■ **What to do**
For the entries that follow, state how many lines include the word "rear", giving the number and nothing else.
+++ Available records
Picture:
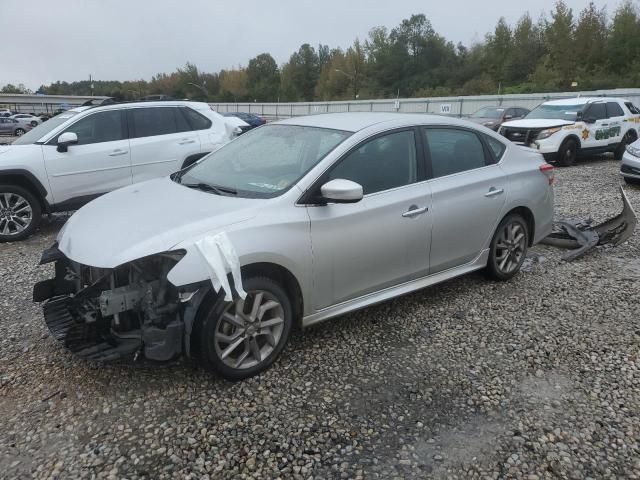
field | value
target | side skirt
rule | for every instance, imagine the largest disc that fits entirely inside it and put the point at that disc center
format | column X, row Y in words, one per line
column 396, row 291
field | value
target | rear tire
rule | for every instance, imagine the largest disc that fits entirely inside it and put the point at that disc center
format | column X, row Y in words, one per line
column 20, row 213
column 631, row 181
column 240, row 339
column 628, row 138
column 568, row 152
column 508, row 248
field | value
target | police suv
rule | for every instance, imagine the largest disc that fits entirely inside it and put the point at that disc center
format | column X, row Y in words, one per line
column 563, row 129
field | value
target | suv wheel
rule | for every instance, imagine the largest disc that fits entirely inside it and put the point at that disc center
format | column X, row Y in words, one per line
column 568, row 152
column 20, row 213
column 242, row 338
column 628, row 138
column 508, row 248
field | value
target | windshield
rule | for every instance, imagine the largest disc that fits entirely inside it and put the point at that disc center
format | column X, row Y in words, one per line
column 488, row 112
column 264, row 162
column 41, row 130
column 556, row 112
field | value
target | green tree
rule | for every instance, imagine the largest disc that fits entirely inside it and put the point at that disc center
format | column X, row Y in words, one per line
column 263, row 78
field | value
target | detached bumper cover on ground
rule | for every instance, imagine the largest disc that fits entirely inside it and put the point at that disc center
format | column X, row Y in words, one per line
column 580, row 236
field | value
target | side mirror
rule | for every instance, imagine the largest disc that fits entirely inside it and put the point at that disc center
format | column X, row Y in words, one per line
column 341, row 191
column 66, row 139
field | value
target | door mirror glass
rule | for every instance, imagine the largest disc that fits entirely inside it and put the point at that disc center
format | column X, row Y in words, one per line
column 66, row 139
column 341, row 191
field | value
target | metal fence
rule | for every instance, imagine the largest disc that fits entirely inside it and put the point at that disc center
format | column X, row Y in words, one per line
column 456, row 106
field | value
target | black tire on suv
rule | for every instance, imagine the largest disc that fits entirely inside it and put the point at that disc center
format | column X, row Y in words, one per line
column 20, row 213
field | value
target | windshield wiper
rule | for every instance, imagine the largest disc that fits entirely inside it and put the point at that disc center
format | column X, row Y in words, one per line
column 206, row 187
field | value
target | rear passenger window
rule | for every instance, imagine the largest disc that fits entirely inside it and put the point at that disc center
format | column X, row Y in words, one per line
column 614, row 110
column 497, row 147
column 632, row 108
column 597, row 111
column 148, row 122
column 453, row 151
column 196, row 120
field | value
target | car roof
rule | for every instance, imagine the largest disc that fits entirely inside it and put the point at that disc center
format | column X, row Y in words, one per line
column 582, row 100
column 356, row 121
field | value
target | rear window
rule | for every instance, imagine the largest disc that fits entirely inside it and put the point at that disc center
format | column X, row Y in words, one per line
column 614, row 110
column 196, row 120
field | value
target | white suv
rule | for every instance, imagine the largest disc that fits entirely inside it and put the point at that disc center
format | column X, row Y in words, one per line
column 88, row 151
column 563, row 129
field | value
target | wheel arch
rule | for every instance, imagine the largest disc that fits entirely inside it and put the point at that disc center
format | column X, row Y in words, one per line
column 528, row 216
column 28, row 181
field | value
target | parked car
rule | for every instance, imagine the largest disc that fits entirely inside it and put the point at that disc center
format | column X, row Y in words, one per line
column 10, row 126
column 251, row 119
column 630, row 167
column 564, row 129
column 27, row 118
column 310, row 217
column 494, row 117
column 87, row 151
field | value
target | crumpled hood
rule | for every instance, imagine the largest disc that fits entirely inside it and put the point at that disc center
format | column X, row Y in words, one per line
column 537, row 123
column 147, row 218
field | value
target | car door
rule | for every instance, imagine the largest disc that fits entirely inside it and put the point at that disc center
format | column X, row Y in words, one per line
column 161, row 139
column 382, row 240
column 616, row 123
column 596, row 131
column 97, row 164
column 468, row 194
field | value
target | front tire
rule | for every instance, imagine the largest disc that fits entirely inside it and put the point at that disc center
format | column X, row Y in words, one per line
column 568, row 152
column 20, row 213
column 508, row 248
column 242, row 338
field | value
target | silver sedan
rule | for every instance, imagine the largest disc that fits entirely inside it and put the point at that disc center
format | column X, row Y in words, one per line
column 310, row 217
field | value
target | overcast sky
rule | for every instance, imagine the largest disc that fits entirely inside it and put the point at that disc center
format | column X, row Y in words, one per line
column 48, row 40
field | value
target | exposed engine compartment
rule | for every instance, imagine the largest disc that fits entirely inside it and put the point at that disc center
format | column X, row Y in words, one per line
column 106, row 314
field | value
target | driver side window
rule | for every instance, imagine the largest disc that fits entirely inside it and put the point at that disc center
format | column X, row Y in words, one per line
column 381, row 164
column 99, row 127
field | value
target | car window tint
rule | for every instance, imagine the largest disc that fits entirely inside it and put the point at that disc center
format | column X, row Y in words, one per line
column 148, row 122
column 196, row 120
column 496, row 146
column 614, row 110
column 632, row 108
column 381, row 164
column 99, row 127
column 453, row 151
column 597, row 111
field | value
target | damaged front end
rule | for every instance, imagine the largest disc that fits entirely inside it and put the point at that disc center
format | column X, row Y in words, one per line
column 581, row 236
column 108, row 314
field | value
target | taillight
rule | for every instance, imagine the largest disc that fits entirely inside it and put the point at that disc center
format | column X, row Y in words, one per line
column 548, row 171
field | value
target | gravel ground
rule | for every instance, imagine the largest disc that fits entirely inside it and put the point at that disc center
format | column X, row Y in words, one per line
column 535, row 378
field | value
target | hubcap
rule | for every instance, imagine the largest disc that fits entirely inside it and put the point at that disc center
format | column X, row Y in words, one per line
column 510, row 247
column 249, row 330
column 15, row 214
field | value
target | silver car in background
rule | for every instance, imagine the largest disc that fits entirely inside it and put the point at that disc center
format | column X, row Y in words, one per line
column 319, row 216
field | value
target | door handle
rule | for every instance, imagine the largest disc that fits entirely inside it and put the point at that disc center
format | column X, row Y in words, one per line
column 117, row 153
column 414, row 211
column 494, row 191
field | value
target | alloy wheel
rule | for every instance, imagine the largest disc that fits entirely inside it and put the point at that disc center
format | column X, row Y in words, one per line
column 249, row 330
column 510, row 247
column 16, row 214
++++++
■ **Answer box**
3